GIVEN REQUEST:
Reproduce the lines below without any change, starting at the first line and ending at the line that contains "[0,0,667,87]", with both of those lines included.

EXERCISE MATERIAL:

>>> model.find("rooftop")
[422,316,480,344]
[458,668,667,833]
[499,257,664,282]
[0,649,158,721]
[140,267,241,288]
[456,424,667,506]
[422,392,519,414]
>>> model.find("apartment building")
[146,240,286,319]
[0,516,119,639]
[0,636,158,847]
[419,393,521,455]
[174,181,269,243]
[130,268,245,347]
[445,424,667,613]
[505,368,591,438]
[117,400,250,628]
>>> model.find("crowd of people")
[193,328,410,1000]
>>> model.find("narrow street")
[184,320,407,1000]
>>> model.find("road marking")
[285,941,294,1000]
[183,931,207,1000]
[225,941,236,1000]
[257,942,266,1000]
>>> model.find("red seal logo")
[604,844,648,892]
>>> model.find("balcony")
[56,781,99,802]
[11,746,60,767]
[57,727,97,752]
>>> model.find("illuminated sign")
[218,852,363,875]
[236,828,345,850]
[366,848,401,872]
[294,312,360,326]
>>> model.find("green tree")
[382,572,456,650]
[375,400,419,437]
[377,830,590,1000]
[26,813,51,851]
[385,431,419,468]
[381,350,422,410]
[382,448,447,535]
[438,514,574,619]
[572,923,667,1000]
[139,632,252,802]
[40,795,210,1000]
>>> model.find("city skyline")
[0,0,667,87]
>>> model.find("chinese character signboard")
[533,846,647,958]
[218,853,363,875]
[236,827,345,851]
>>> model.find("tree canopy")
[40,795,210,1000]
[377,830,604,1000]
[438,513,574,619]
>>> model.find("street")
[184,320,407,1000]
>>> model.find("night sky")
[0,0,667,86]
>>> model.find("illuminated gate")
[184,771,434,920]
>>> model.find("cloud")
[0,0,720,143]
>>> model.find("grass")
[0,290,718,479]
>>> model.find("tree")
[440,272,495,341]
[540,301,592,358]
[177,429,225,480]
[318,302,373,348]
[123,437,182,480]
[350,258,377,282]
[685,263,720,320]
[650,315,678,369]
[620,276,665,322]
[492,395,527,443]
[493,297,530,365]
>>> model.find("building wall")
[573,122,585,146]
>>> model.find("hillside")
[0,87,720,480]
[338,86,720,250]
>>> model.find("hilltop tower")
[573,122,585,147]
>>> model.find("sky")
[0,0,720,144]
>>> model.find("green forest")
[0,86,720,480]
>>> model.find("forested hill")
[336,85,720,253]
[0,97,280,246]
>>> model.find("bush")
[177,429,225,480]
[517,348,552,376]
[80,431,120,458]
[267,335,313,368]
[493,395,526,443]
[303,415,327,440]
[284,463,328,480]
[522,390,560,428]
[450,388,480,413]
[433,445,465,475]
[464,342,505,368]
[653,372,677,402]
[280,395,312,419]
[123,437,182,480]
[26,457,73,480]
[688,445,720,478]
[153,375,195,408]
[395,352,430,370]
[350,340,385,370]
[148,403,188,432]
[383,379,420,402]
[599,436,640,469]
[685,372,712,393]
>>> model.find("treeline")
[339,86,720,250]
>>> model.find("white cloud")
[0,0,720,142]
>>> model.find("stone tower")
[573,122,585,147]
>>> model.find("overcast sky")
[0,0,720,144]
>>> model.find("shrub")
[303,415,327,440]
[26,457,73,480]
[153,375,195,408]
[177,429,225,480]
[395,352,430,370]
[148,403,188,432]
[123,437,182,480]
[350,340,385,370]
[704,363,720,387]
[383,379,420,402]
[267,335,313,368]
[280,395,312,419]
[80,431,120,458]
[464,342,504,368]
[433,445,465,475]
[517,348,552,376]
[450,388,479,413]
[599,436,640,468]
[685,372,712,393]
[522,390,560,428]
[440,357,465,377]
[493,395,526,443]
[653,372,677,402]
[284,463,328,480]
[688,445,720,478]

TASK OUTPUT:
>>> model.find("rooftop")
[422,316,480,344]
[458,668,667,833]
[499,257,664,282]
[0,649,158,721]
[140,267,241,288]
[456,424,667,506]
[422,392,519,414]
>>> model.find("apartment building")
[146,240,286,319]
[0,516,119,639]
[0,636,158,847]
[419,393,521,455]
[174,181,269,243]
[130,268,245,347]
[445,424,667,613]
[505,368,591,438]
[117,400,250,628]
>>> model.find("crowd of people")
[193,328,410,1000]
>>> model.find("narrow street")
[184,320,407,1000]
>>> model.find("road marking")
[285,941,294,1000]
[183,931,207,1000]
[225,941,236,1000]
[257,942,266,1000]
>>> model.find("red seal logo")
[604,844,648,892]
>>> model.find("balcony")
[56,781,99,802]
[11,746,60,767]
[57,727,97,752]
>>> model.find("illuminated sign")
[218,852,363,875]
[236,828,345,850]
[366,848,401,872]
[294,312,360,326]
>>> model.find("green tree")
[382,572,456,650]
[375,400,419,437]
[377,830,590,1000]
[26,813,51,851]
[385,431,419,468]
[381,350,422,410]
[382,448,447,535]
[438,514,574,619]
[572,923,667,1000]
[139,632,252,802]
[40,795,210,1000]
>>> model.find("city skyline")
[0,0,667,87]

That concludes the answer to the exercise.